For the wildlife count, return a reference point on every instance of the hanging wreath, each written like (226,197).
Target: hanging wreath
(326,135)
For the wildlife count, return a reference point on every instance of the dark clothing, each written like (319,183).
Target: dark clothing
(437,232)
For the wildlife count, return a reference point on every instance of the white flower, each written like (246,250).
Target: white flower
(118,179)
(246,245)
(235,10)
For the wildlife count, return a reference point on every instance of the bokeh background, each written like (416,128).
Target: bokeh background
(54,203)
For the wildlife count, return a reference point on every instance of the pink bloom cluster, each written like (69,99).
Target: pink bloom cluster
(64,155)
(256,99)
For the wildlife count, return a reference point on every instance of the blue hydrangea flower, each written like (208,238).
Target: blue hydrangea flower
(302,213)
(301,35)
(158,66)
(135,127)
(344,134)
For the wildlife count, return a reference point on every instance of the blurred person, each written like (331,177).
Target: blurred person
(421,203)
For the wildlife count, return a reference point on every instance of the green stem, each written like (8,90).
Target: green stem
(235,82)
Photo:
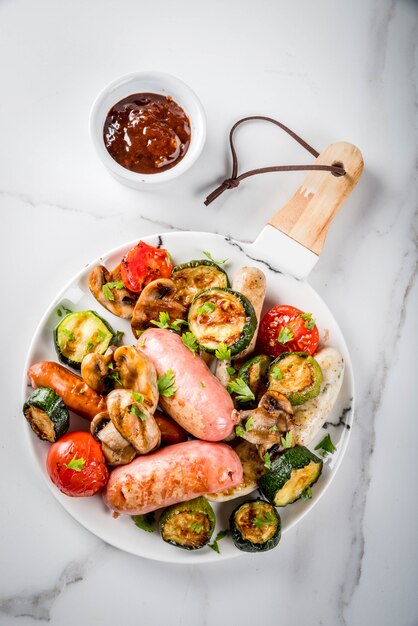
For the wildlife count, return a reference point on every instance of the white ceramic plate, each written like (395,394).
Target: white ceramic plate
(281,289)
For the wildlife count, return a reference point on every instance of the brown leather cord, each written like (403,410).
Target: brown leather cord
(234,181)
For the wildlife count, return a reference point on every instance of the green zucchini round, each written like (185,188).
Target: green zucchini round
(47,414)
(188,525)
(255,526)
(290,474)
(222,316)
(196,276)
(296,375)
(81,333)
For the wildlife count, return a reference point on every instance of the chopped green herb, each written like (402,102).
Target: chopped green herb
(249,424)
(267,460)
(166,384)
(206,308)
(285,335)
(223,353)
(189,341)
(239,431)
(135,411)
(145,522)
(287,439)
(276,372)
(309,320)
(76,464)
(326,446)
(264,520)
(306,494)
(244,393)
(221,534)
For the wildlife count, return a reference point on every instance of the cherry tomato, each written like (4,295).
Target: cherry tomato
(76,465)
(287,329)
(171,432)
(143,264)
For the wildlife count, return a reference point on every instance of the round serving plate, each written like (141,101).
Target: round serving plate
(281,289)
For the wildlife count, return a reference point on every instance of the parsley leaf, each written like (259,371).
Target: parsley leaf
(145,522)
(287,439)
(285,335)
(264,520)
(206,308)
(210,257)
(221,534)
(326,446)
(276,372)
(223,353)
(244,393)
(135,411)
(309,320)
(239,431)
(190,341)
(267,460)
(76,464)
(306,494)
(166,384)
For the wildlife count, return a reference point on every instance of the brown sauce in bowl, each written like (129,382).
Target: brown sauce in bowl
(147,133)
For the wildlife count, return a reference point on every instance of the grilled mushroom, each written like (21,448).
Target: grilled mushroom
(133,421)
(123,302)
(156,298)
(137,372)
(116,449)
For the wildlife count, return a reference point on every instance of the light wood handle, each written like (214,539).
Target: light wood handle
(309,213)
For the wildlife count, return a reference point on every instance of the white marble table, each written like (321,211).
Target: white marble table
(331,71)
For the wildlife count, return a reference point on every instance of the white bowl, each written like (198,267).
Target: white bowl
(148,82)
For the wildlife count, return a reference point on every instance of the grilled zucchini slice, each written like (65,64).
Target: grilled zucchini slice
(47,414)
(296,375)
(290,474)
(222,316)
(79,334)
(188,525)
(196,276)
(255,526)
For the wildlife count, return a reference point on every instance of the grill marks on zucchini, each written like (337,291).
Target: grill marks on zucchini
(232,321)
(196,276)
(79,334)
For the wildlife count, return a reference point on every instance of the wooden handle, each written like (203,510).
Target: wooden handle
(308,215)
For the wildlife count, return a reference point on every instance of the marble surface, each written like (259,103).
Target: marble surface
(331,71)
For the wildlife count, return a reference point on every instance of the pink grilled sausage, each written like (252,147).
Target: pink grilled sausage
(174,474)
(201,405)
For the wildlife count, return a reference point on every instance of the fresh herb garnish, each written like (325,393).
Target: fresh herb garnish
(223,353)
(306,494)
(206,308)
(287,439)
(190,341)
(221,534)
(267,460)
(145,522)
(276,372)
(136,411)
(76,464)
(166,384)
(210,257)
(285,335)
(326,446)
(264,520)
(244,393)
(107,288)
(309,320)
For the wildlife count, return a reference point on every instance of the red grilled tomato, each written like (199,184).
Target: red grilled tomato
(287,329)
(143,264)
(76,465)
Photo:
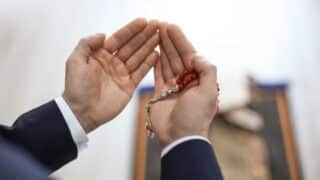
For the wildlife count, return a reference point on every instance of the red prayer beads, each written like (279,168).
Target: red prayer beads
(186,78)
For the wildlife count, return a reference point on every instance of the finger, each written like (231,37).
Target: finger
(137,41)
(172,54)
(182,44)
(139,56)
(158,77)
(87,45)
(123,35)
(149,62)
(207,73)
(165,66)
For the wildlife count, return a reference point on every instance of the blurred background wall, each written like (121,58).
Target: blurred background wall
(273,40)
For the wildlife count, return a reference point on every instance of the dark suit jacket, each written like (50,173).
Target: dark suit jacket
(40,142)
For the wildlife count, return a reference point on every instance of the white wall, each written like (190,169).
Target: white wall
(272,39)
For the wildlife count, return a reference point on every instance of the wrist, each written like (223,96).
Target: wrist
(81,114)
(176,136)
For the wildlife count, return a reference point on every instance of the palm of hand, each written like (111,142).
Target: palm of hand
(104,87)
(163,113)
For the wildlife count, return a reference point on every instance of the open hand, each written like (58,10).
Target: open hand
(191,111)
(102,74)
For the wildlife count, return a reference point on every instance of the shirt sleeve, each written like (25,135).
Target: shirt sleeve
(78,134)
(180,141)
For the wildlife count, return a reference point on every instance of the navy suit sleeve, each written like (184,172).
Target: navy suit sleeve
(44,134)
(191,160)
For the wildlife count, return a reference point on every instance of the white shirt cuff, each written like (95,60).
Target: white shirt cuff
(180,141)
(78,134)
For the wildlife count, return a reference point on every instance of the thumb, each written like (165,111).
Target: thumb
(207,73)
(89,44)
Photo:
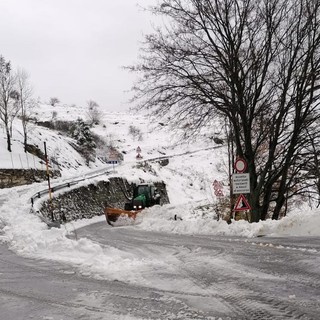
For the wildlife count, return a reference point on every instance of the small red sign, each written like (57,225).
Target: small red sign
(240,165)
(241,204)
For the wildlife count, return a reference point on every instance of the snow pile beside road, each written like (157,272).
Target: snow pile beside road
(184,219)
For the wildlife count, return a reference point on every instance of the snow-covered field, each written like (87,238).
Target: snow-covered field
(189,175)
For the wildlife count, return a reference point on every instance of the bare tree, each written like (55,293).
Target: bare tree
(25,102)
(93,112)
(255,63)
(8,107)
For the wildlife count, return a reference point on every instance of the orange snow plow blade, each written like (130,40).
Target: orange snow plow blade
(113,214)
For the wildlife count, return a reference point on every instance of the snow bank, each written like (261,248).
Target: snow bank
(185,220)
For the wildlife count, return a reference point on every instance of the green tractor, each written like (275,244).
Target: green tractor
(144,196)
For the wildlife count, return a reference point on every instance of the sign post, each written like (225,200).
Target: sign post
(138,156)
(113,158)
(241,185)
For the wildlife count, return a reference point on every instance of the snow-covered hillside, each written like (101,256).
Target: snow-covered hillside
(192,168)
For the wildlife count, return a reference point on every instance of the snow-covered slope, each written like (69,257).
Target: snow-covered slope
(189,175)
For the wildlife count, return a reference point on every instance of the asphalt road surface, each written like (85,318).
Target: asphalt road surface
(204,278)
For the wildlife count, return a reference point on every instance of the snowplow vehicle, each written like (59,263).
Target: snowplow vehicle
(144,196)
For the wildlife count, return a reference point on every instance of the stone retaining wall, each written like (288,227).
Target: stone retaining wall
(18,177)
(89,201)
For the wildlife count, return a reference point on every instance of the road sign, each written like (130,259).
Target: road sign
(242,204)
(217,186)
(240,183)
(218,193)
(240,165)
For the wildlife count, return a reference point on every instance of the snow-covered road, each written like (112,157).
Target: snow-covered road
(207,277)
(175,277)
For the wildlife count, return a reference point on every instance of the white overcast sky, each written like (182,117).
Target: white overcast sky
(75,49)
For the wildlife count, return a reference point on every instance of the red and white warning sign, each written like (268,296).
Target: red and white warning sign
(241,204)
(240,165)
(217,186)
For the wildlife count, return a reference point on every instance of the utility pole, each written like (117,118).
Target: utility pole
(48,178)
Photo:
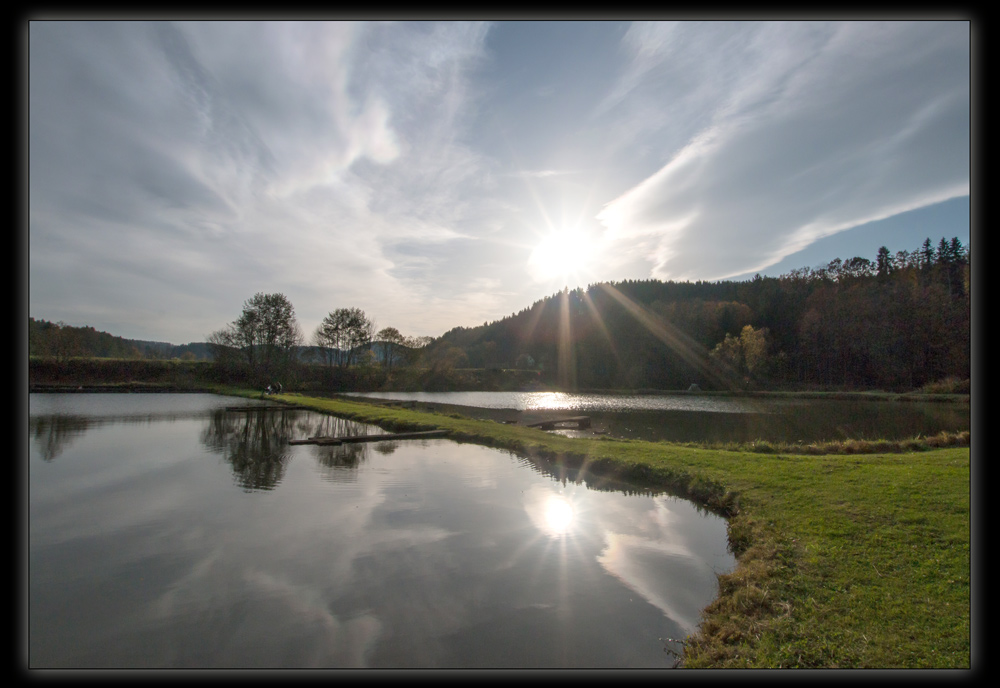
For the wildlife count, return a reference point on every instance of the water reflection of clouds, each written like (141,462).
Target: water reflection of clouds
(647,553)
(288,623)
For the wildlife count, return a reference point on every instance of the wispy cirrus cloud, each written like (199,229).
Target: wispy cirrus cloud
(830,127)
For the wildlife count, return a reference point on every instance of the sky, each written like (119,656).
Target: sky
(448,173)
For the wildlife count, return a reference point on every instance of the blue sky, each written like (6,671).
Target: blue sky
(438,174)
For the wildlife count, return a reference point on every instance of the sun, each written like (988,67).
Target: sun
(560,255)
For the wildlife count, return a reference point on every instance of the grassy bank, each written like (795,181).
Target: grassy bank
(845,560)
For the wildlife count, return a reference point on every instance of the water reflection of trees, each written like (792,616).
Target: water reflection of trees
(54,433)
(254,444)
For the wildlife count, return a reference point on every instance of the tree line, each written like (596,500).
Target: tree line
(897,322)
(61,341)
(264,345)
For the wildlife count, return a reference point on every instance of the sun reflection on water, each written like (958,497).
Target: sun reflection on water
(558,516)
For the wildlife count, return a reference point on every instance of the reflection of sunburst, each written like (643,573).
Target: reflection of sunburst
(558,516)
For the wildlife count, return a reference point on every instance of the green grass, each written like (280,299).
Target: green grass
(844,560)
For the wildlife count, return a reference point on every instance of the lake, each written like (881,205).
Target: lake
(165,531)
(705,417)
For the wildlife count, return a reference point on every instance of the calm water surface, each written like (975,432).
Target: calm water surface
(709,418)
(167,532)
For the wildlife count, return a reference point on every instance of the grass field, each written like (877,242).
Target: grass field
(844,560)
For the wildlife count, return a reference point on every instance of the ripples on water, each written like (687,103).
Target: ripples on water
(711,418)
(167,532)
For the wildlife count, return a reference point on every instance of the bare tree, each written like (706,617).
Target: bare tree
(342,332)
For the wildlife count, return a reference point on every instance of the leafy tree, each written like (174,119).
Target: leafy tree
(261,343)
(342,332)
(392,342)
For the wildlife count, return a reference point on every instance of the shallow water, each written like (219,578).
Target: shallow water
(167,532)
(706,418)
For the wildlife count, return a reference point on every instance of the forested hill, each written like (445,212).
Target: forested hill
(898,322)
(57,339)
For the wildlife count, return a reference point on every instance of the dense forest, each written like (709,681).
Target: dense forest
(65,341)
(898,322)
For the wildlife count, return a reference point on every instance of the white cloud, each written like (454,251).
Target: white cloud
(870,122)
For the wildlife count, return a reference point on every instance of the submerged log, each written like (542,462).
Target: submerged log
(261,407)
(581,422)
(371,438)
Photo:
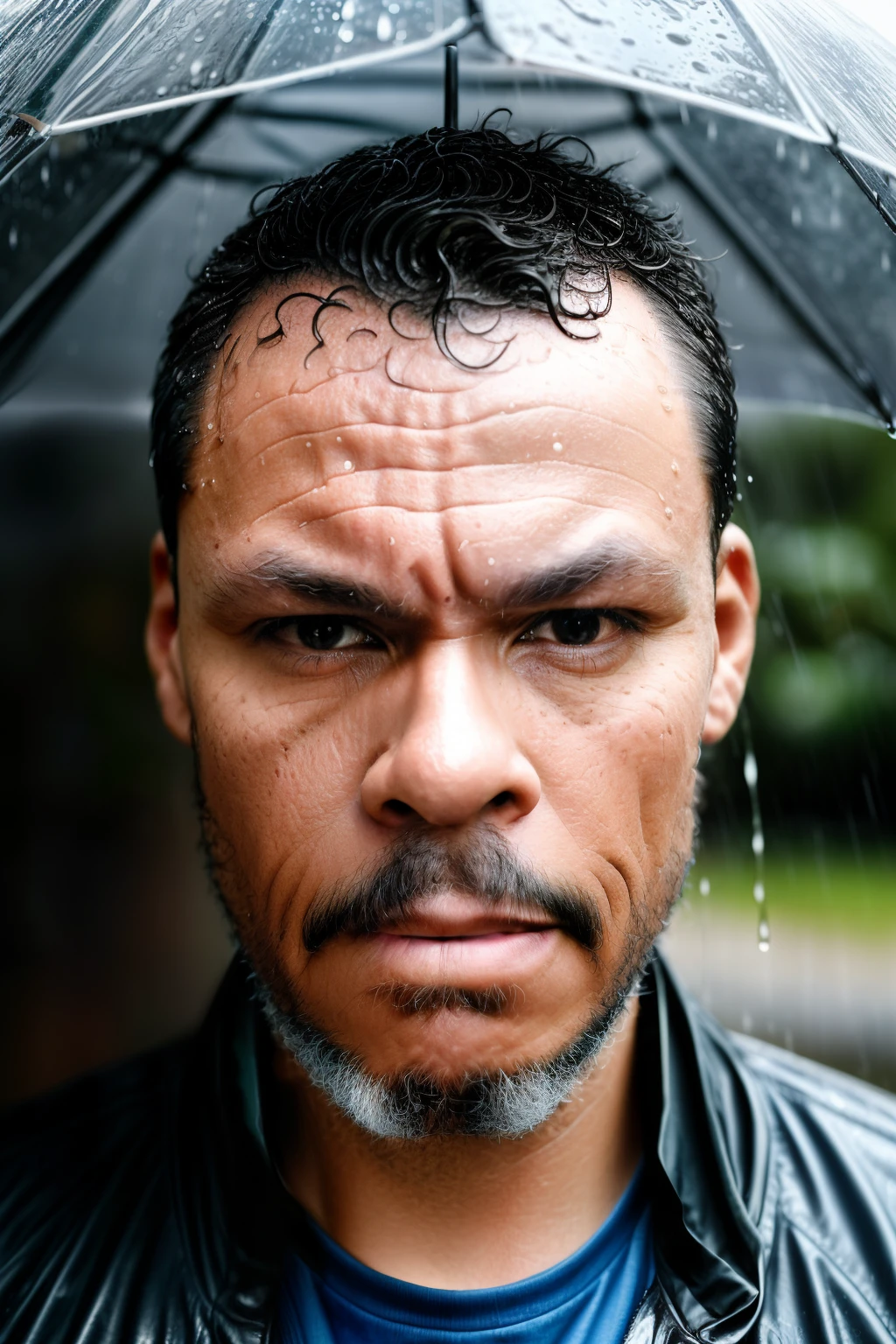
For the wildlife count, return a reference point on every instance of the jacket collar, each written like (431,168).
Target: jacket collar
(707,1160)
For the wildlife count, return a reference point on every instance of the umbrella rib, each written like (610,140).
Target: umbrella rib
(795,300)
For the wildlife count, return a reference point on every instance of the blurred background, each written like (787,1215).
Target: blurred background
(109,935)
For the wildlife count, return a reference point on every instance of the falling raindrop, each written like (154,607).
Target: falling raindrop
(758,844)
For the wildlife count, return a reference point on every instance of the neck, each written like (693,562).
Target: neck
(437,1211)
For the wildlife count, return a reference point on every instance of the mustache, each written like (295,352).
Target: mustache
(419,864)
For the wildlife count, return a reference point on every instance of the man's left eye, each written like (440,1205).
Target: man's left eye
(571,628)
(324,634)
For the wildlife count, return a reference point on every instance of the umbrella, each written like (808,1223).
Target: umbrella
(774,128)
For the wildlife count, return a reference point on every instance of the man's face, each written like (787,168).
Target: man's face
(418,599)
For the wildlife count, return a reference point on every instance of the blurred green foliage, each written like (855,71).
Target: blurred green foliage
(818,498)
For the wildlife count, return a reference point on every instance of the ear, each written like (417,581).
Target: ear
(737,608)
(163,644)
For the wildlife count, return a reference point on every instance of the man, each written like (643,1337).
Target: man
(444,601)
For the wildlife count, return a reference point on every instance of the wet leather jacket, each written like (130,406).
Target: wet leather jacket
(140,1205)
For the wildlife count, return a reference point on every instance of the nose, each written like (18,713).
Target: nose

*WHAT TO DO:* Only the lines from the one with "written like (787,1215)." through the end of the material are wanted; copy them exactly, both ends included.

*OUTPUT OF THE EXERCISE:*
For the wildlife count, return a reference point on every instance of the blurred background, each written like (787,1215).
Target: blurred background
(109,935)
For the wildlife count, return a reference point on every instance of the falling raindrop, each written like (154,607).
Target: falling raindrop
(758,844)
For the wildlife count, return a reference point on every instance of the neck, each written like (693,562).
Target: neck
(437,1211)
For the wildlife count, return a reference point on every instance of the mustache, each written like (295,352).
Target: mustache
(419,864)
For the wildlife count, return a reference point on every instance of the man's left eye, each written like (440,1205).
Target: man's left eye
(571,628)
(324,634)
For the wildlife count, return a reference point on every instance of the umbrella, each written like (808,1223).
Target: umbrella
(774,128)
For the wildlife count, return a reference point on every instance of the man's face, each written like (787,168).
Target: man's face
(418,599)
For the wildlife count, return a reference point on every instance of the blurred green foliage, each written like (855,71).
Target: blurred green foliage
(818,498)
For the wildlife count, return a reference point on every instance of the ear, each written like (417,581).
Target: ear
(737,608)
(163,644)
For the wildlife count, return a reference point on every instance of the man, each written like (643,1337).
Target: man
(444,601)
For the wildlife count, return a reference point on every instance of the wet leather jacket, each written like (130,406).
Target: wet leather jacket
(140,1205)
For the wildlife count, return a reference point on every instance of the nose, each written like (18,713).
Target: nose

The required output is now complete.